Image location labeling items
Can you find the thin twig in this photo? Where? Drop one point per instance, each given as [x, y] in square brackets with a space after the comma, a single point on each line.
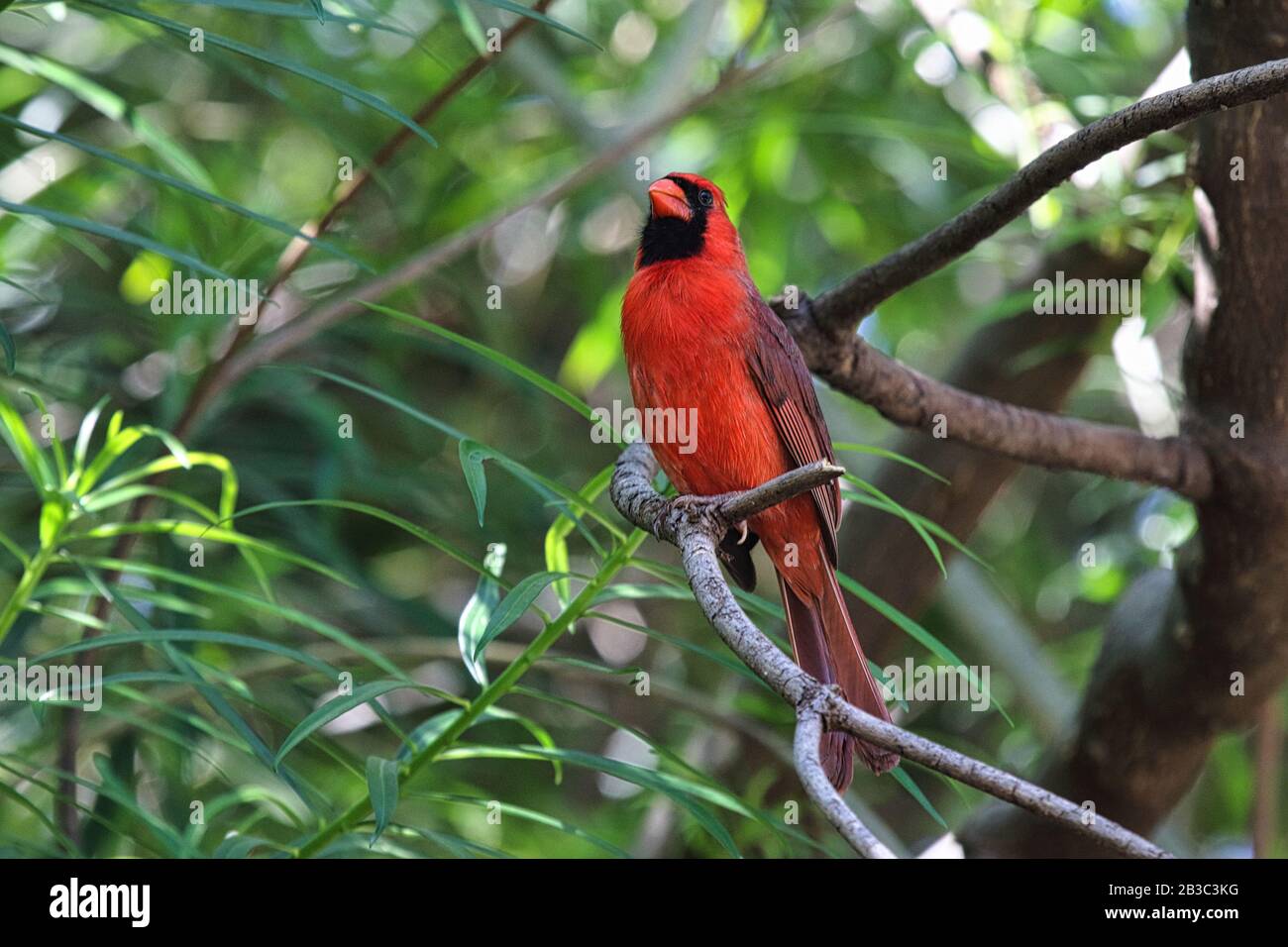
[695, 530]
[205, 386]
[910, 398]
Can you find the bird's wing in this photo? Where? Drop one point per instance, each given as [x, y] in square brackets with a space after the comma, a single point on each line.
[780, 372]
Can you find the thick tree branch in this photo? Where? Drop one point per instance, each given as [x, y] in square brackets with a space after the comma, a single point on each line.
[907, 397]
[694, 525]
[844, 305]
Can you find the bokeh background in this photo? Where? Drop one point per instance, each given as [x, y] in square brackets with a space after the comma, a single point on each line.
[890, 116]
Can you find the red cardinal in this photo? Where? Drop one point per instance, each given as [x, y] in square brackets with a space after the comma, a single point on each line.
[698, 337]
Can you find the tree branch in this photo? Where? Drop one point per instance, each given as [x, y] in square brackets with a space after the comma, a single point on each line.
[809, 767]
[844, 305]
[907, 397]
[695, 525]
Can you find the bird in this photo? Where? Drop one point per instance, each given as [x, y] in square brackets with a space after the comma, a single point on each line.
[698, 338]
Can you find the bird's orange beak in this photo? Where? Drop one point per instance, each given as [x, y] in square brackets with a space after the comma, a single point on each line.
[669, 200]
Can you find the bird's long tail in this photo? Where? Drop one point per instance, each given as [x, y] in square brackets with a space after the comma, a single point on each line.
[825, 646]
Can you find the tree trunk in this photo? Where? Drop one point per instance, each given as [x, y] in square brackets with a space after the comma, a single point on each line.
[1194, 654]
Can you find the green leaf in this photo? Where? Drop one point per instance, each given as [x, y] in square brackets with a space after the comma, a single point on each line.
[542, 486]
[913, 630]
[513, 367]
[112, 106]
[513, 607]
[339, 706]
[473, 455]
[271, 59]
[906, 515]
[477, 613]
[168, 180]
[14, 432]
[85, 434]
[382, 788]
[211, 694]
[557, 536]
[526, 814]
[683, 792]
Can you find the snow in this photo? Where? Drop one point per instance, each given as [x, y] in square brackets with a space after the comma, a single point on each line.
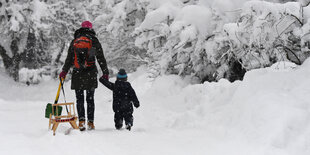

- YOUR TASK
Lay out every line of the items above as a JSON list of strings, one string per line, with blank lines skipped. Leave the pictures out.

- RESULT BELOW
[
  "Can you find the thin twig in this photo? Where? Drop one point per instance, each given as [x, y] in square brackets with a space after the comma, a single point on each line.",
  "[695, 530]",
  "[205, 386]",
  "[910, 398]",
  "Can you find the bird's wing in this photo? Where? Drop one point per instance, each given as [x, y] in square brackets with a space after the comma, a single point on each line.",
  "[780, 372]",
  "Can you find the thick tree branch in this photo? Where? Drop one point per instance, each given as [x, y] in square brackets with a space after the comma, a single point on each line.",
  "[907, 397]",
  "[694, 525]",
  "[844, 305]",
  "Can you find the bokeh background in this photo? Where? Drop one point per instance, each given as [x, y] in square brackets with a space after the comma, a single point on each line.",
  "[890, 116]",
  "Can you find the red cardinal in this photo? Where? Drop one point per instance, each given as [x, y] in square brackets with a space after the comma, a single point on each line.",
  "[698, 337]",
  "Can you find the tree branch in this photo? Where? Drop one point per instance, each given as [x, y] in square brackets with a space after the comma, a single point on each line.",
  "[809, 767]",
  "[844, 305]",
  "[907, 397]",
  "[695, 525]",
  "Can you find the bird in this photo? Where? Drop one point per instance, each given as [x, y] in square brackets with a space after the comma, a single point on each line.",
  "[698, 338]",
  "Can you find the bird's orange beak in this photo? Where? Drop one point per instance, each given as [x, y] in square brackets with a space after the comma, a single point on each line.",
  "[669, 200]",
  "Can you find the bird's long tail in this photo? Where? Drop one point per instance, each given as [x, y] in square brackets with a space after the comma, a single point on each line.",
  "[825, 646]",
  "Can you find the tree trunk in this photo? Where? Drop one point per instance, each given as [x, y] in square brackets with a space after the comma, a single point on each line.",
  "[1194, 654]",
  "Can you find the green leaf in this photo? Where? Drop one point per instance, each given as [x, y] in square brackets with a space after the comma, a single point on each line.",
  "[542, 486]",
  "[913, 630]",
  "[513, 367]",
  "[112, 106]",
  "[513, 607]",
  "[339, 706]",
  "[473, 455]",
  "[271, 59]",
  "[906, 515]",
  "[477, 613]",
  "[168, 180]",
  "[14, 432]",
  "[85, 434]",
  "[382, 788]",
  "[211, 694]",
  "[557, 536]",
  "[526, 814]",
  "[683, 792]",
  "Can you find the snow in this photo? Where? Drop one point per instance, each given as [x, y] in square brackets with a space after the comma, a single point on each line."
]